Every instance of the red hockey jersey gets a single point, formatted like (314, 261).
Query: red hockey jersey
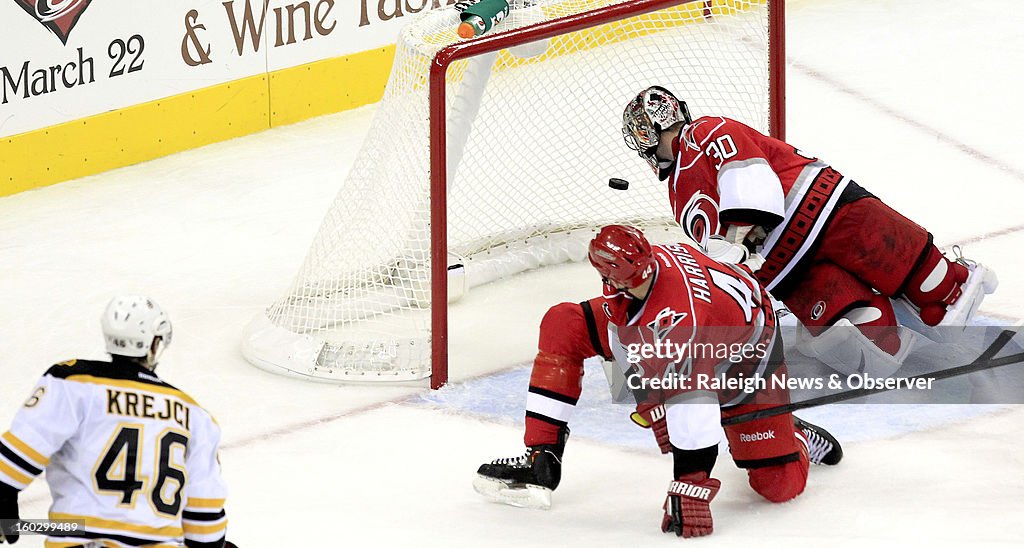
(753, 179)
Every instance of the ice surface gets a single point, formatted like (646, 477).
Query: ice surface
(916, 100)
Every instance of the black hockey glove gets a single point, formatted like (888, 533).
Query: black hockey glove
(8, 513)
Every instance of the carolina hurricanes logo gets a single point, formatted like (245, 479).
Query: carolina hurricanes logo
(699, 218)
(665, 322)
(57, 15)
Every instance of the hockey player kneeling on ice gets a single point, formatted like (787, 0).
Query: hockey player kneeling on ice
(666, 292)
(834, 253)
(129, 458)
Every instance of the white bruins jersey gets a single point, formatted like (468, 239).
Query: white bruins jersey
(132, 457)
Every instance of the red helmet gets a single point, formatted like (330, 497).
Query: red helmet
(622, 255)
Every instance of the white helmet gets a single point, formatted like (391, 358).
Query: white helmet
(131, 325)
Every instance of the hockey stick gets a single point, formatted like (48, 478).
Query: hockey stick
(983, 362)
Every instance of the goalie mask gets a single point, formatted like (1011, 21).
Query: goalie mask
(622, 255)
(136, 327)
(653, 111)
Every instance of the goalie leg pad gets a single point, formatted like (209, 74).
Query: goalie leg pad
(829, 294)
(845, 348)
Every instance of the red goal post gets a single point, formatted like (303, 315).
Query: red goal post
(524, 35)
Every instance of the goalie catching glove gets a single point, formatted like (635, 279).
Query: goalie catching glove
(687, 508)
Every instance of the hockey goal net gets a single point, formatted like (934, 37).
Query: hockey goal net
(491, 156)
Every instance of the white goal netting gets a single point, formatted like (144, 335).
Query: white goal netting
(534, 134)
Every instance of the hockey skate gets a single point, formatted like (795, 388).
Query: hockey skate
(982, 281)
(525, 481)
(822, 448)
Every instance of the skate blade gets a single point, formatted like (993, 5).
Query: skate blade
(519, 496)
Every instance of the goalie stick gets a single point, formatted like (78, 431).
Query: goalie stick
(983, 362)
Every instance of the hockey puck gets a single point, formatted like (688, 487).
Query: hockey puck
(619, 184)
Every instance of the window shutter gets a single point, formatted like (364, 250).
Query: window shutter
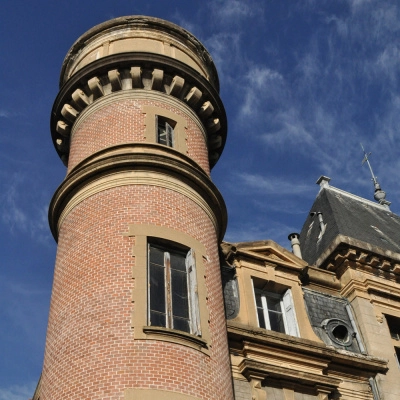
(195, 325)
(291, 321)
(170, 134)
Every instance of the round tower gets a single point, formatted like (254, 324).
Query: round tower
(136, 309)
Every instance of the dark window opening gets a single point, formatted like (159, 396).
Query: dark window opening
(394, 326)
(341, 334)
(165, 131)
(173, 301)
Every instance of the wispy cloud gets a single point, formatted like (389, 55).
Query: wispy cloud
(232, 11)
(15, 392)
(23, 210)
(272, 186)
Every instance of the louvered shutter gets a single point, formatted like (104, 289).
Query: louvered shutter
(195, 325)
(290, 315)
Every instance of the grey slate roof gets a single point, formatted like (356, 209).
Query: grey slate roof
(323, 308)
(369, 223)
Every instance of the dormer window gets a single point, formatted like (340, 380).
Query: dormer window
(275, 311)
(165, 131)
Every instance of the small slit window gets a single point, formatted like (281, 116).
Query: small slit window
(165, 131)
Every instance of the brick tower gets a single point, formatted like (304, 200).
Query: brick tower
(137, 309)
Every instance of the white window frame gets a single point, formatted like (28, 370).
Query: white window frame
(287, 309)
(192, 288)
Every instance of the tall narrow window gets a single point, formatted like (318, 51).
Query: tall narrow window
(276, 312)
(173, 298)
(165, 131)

§ **WHAT YOU SHOULD DO**
Exact repetition required: repeat the first line of the listing above, the line containing "Every instance of the carolina", and every line between, leaving out pictures.

§ **ANSWER AREA**
Every instance of the red hockey jersey gets a single point, formatted like (314, 261).
Query: red hockey jersey
(753, 179)
Every instance of the ice surface gets a single point, formatted like (646, 477).
Query: ice surface
(916, 100)
Every instance of the black hockey glove gets a single point, formatted like (888, 533).
Query: black hockey glove
(8, 513)
Every instance of the carolina hurricanes logo gets a single point, formatted like (245, 479).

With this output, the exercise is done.